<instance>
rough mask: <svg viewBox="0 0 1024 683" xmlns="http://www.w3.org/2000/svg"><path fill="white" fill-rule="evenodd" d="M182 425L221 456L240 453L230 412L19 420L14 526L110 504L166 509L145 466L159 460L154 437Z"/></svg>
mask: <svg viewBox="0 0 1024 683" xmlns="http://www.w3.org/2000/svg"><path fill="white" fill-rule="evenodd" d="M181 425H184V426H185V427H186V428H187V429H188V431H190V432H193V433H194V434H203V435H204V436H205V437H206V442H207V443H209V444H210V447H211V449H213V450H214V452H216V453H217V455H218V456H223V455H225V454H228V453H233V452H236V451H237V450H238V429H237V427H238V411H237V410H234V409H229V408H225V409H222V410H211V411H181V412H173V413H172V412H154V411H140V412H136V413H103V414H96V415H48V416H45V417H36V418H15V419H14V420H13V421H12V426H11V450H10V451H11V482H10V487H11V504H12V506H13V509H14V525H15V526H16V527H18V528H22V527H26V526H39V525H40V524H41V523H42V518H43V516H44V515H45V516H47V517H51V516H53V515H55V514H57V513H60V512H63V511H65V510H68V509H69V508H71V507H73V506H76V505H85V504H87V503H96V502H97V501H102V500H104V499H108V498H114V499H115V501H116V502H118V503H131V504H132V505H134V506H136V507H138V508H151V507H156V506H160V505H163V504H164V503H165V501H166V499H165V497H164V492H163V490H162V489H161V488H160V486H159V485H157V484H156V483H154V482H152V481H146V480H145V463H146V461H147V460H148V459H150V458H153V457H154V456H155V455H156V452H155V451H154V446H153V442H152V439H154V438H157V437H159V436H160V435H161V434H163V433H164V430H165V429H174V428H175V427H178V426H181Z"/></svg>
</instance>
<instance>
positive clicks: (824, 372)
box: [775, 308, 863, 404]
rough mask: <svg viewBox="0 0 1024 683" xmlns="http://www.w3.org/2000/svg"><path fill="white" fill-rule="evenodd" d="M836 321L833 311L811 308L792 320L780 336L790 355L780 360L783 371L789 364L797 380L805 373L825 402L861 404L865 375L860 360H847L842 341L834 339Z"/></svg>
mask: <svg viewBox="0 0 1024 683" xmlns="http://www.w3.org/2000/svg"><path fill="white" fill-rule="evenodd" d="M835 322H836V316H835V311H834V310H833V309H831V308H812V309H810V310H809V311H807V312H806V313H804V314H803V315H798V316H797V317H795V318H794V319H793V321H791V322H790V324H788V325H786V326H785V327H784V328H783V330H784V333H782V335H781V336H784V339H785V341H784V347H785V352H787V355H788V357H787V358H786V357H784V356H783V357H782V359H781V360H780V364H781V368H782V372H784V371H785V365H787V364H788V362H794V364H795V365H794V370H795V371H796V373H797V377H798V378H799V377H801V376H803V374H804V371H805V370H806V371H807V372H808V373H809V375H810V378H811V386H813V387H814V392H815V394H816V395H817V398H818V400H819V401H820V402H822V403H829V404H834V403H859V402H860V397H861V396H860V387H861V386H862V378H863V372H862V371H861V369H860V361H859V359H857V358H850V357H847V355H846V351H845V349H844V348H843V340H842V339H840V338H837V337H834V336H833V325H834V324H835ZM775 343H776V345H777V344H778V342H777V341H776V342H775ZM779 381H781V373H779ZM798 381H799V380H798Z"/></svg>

━━━━━━━━━━━━━━━━━━━━

JOB: Give the whole listing above as a numbered list, one line per item, leaving out any blank lines.

TASK RESULT:
1. <instance>
2. rough mask: <svg viewBox="0 0 1024 683" xmlns="http://www.w3.org/2000/svg"><path fill="white" fill-rule="evenodd" d="M182 425L221 456L240 453L230 412L19 420L14 526L110 504L166 509L145 466L159 460L154 437Z"/></svg>
3. mask: <svg viewBox="0 0 1024 683" xmlns="http://www.w3.org/2000/svg"><path fill="white" fill-rule="evenodd" d="M181 425H184V426H185V427H186V428H187V429H188V431H190V432H193V433H194V434H203V435H204V436H205V437H206V442H207V443H209V444H210V447H211V449H213V450H214V452H216V453H217V455H218V456H223V455H225V454H228V453H233V452H236V451H237V450H238V429H237V427H238V411H237V410H234V409H229V408H225V409H222V410H211V411H181V412H173V413H172V412H154V411H140V412H136V413H103V414H96V415H48V416H45V417H36V418H15V419H14V420H13V421H12V426H11V450H10V451H11V482H10V487H11V504H12V506H13V509H14V525H15V526H16V527H18V528H22V527H26V526H39V525H40V524H41V523H42V518H43V516H44V515H45V516H47V517H51V516H53V515H55V514H57V513H60V512H63V511H65V510H68V509H69V508H71V507H73V506H76V505H85V504H87V503H96V502H97V501H102V500H104V499H108V498H114V499H115V501H116V502H118V503H131V504H132V505H134V506H136V507H138V508H151V507H156V506H160V505H163V504H164V503H165V501H166V499H165V497H164V492H163V490H162V489H161V488H160V486H159V485H157V484H156V483H154V482H152V481H146V480H145V463H146V461H147V460H148V459H150V458H153V457H154V456H155V455H156V452H155V451H154V446H153V442H152V439H154V438H157V437H159V436H160V435H161V434H163V433H164V430H165V429H174V428H175V427H178V426H181Z"/></svg>
4. </instance>
5. <instance>
6. positive clicks: (824, 372)
7. box: [775, 308, 863, 404]
8. rough mask: <svg viewBox="0 0 1024 683" xmlns="http://www.w3.org/2000/svg"><path fill="white" fill-rule="evenodd" d="M836 321L833 311L811 308L792 320L780 336L790 355L780 360L783 371L789 364L797 380L805 373L825 402L861 404L865 375L860 360H847L842 341L834 339Z"/></svg>
9. mask: <svg viewBox="0 0 1024 683" xmlns="http://www.w3.org/2000/svg"><path fill="white" fill-rule="evenodd" d="M835 322H836V316H835V311H834V310H833V309H831V308H812V309H810V310H809V311H807V312H806V313H804V314H803V315H798V316H797V317H795V318H794V319H793V321H791V322H790V324H788V325H786V326H785V327H784V328H783V330H784V333H782V335H781V336H784V339H785V341H784V347H785V352H787V355H788V357H787V358H786V357H784V356H783V357H782V359H781V360H780V364H781V368H782V372H784V371H785V365H787V364H788V362H794V364H795V365H794V370H795V371H796V373H797V377H798V378H799V377H801V376H803V374H804V371H805V370H806V371H807V372H808V373H809V375H810V378H811V386H813V387H814V392H815V394H816V395H817V398H818V400H819V401H820V402H822V403H829V404H834V403H859V402H860V397H861V396H860V387H861V386H862V378H863V372H862V371H861V369H860V361H859V359H857V358H850V357H847V355H846V351H845V349H844V348H843V340H842V339H840V338H837V337H834V336H833V325H834V324H835ZM775 343H776V345H777V344H778V342H777V341H776V342H775ZM779 381H781V373H779ZM798 381H799V380H798Z"/></svg>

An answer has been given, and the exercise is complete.